§ Exercise requirements: Lay out the material below as a Markdown table with the columns Row and Text, one numbered row per line, and skip blank lines and the pictures.

§ Data section:
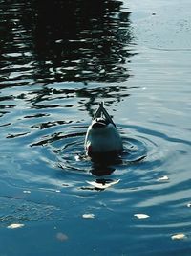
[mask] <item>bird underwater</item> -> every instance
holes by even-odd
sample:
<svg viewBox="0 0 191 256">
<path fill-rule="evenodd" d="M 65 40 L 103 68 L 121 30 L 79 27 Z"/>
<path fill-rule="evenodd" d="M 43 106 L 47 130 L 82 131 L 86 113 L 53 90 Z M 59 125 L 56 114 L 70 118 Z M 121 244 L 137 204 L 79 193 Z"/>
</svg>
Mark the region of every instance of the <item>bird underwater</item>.
<svg viewBox="0 0 191 256">
<path fill-rule="evenodd" d="M 117 157 L 123 151 L 121 137 L 103 102 L 88 127 L 85 137 L 85 151 L 92 160 L 105 161 Z"/>
</svg>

§ Expected output:
| Row | Text |
|---|---|
| 1 | [mask] <item>bird underwater</item> -> every instance |
| 2 | holes by even-odd |
| 3 | sample: |
| 4 | <svg viewBox="0 0 191 256"> |
| 5 | <path fill-rule="evenodd" d="M 65 40 L 103 68 L 121 30 L 79 27 Z"/> |
| 6 | <path fill-rule="evenodd" d="M 43 106 L 47 130 L 82 131 L 86 113 L 53 90 Z M 59 125 L 56 114 L 70 118 Z M 121 244 L 137 204 L 79 193 Z"/> |
| 7 | </svg> |
| 8 | Mark the region of every instance of the <item>bird underwater</item>. |
| 9 | <svg viewBox="0 0 191 256"> |
| 10 | <path fill-rule="evenodd" d="M 117 157 L 123 151 L 121 137 L 103 102 L 88 127 L 85 137 L 85 151 L 92 160 L 105 161 Z"/> |
| 11 | </svg> |